What you have to do - Update the entries below by replacing "pixel coordinates" with "pixel positions" and leaving everything else unchanged.

Material provided -
* START *

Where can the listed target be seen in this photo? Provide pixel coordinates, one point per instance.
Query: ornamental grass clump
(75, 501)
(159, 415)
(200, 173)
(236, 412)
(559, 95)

* END *

Complete output -
Where can the listed target be seen in this photo? Provide pixel positions, one point per instance.
Query: ornamental grass clump
(75, 501)
(159, 415)
(200, 173)
(236, 412)
(559, 95)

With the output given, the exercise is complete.